Given problem:
Rewrite the records from the start through the line containing "<point>273,11</point>", requests included, and shift each answer point by adding 93 to both of its coordinates. Keep the sample points unchanged, and leave out the pictures.
======
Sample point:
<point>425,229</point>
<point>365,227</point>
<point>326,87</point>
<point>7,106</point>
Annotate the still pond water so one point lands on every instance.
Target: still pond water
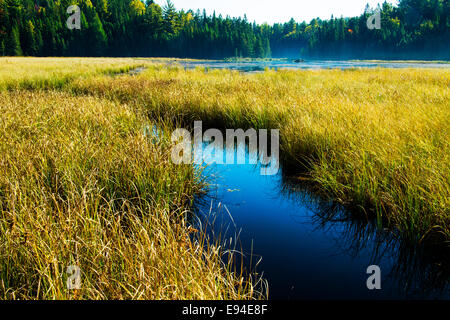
<point>260,65</point>
<point>308,248</point>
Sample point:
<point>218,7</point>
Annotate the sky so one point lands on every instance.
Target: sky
<point>273,11</point>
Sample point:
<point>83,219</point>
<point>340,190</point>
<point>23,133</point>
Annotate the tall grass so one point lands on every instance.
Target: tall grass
<point>82,185</point>
<point>374,139</point>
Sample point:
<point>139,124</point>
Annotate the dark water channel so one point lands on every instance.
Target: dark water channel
<point>310,248</point>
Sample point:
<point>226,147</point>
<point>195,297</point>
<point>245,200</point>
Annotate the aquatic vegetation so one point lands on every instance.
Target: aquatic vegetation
<point>81,183</point>
<point>373,139</point>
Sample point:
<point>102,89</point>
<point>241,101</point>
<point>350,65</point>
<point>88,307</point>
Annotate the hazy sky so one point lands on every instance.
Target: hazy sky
<point>272,11</point>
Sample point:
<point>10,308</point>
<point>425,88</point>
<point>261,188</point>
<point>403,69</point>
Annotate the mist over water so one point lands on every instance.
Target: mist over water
<point>308,247</point>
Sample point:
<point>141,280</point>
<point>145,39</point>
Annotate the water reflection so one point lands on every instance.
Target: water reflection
<point>312,248</point>
<point>261,65</point>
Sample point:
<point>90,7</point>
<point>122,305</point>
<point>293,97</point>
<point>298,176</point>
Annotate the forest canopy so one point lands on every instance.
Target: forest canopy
<point>413,29</point>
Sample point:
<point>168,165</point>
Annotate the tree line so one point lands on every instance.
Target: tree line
<point>413,29</point>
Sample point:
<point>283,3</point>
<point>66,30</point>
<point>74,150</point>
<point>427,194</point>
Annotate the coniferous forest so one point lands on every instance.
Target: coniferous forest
<point>413,29</point>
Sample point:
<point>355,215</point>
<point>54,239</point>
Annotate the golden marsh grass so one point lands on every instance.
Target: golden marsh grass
<point>81,185</point>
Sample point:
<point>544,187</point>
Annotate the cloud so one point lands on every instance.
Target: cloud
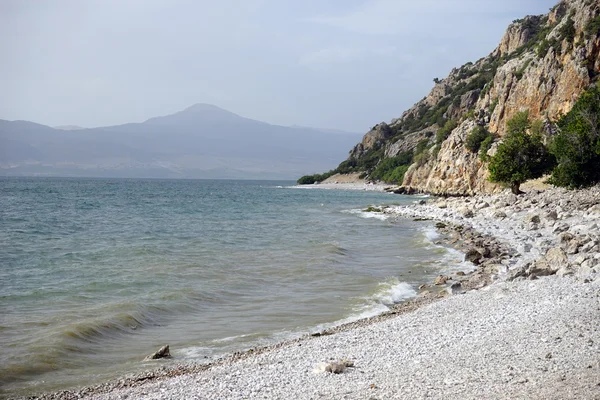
<point>341,55</point>
<point>396,17</point>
======
Reply:
Sample point:
<point>425,229</point>
<point>365,227</point>
<point>326,87</point>
<point>7,106</point>
Annotate the still pond water so one point lands on every instance.
Target: still pond water
<point>353,158</point>
<point>401,341</point>
Sample point:
<point>218,7</point>
Annotate the sky so one point lands on every instance.
Target: sky
<point>366,104</point>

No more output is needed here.